(Labeled shape data)
====================

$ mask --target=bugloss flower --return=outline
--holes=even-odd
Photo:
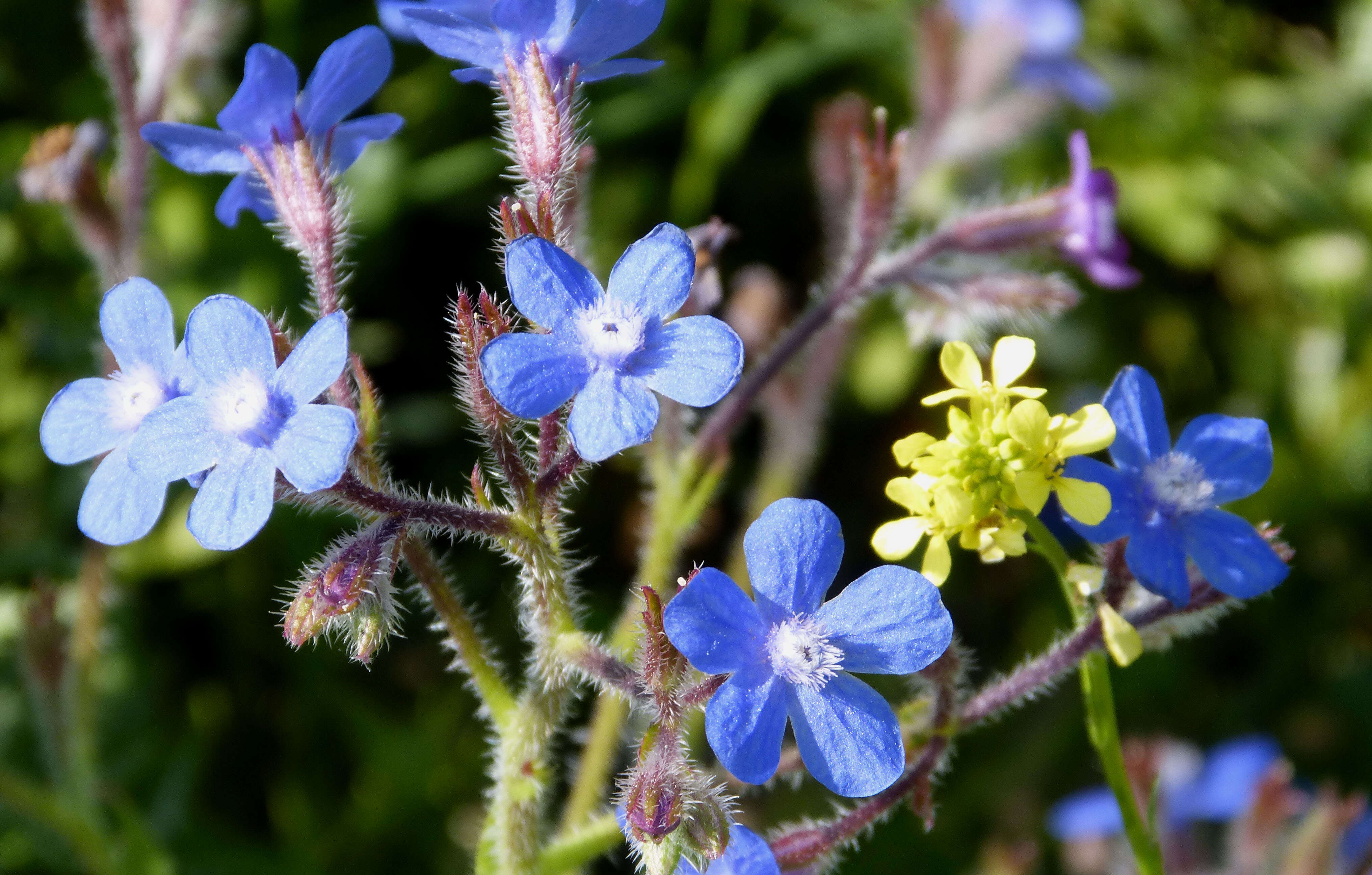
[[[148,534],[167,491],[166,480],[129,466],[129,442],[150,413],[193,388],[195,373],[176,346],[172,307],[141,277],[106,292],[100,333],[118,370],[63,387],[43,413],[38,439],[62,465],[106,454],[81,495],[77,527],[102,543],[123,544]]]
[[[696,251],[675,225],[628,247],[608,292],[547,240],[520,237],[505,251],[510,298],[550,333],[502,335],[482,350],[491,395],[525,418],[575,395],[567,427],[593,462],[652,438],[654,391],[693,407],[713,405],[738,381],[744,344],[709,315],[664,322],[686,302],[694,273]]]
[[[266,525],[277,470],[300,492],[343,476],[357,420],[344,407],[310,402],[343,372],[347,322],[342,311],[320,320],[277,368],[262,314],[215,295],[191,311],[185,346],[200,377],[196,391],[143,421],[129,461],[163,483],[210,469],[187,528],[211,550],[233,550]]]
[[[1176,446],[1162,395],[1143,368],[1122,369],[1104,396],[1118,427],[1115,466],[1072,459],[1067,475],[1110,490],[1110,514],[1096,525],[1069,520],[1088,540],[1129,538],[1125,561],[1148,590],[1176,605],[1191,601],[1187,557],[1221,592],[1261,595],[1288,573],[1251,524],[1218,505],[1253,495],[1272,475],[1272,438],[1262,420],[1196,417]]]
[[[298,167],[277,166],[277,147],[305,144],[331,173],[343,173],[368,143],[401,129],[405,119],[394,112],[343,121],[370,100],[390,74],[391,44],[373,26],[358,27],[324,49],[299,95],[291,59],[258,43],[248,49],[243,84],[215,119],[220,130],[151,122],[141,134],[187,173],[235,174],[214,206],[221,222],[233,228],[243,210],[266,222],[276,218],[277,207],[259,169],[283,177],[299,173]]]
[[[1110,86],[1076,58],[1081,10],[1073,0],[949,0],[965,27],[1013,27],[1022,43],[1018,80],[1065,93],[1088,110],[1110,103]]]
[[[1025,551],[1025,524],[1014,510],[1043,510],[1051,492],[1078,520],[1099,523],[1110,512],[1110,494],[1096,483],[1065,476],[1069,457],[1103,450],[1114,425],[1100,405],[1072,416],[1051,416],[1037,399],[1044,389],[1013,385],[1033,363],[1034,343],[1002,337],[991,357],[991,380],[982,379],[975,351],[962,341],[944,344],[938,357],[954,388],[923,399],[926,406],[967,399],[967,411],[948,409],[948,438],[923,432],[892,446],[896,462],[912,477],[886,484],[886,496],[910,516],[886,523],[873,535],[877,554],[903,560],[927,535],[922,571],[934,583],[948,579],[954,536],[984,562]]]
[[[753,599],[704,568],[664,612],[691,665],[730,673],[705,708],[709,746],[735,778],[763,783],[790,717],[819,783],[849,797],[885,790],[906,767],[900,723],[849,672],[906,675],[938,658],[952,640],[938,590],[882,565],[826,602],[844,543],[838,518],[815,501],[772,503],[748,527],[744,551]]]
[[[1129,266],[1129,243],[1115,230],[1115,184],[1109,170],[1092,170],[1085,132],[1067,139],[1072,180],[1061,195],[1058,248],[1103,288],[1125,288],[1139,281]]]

====================

# STATED GOAL
Pull out each line of the data above that contains the word "bugloss", and copy those lines unchanged.

# EXERCISE RESPONSE
$ mask --target=bugloss flower --return=outline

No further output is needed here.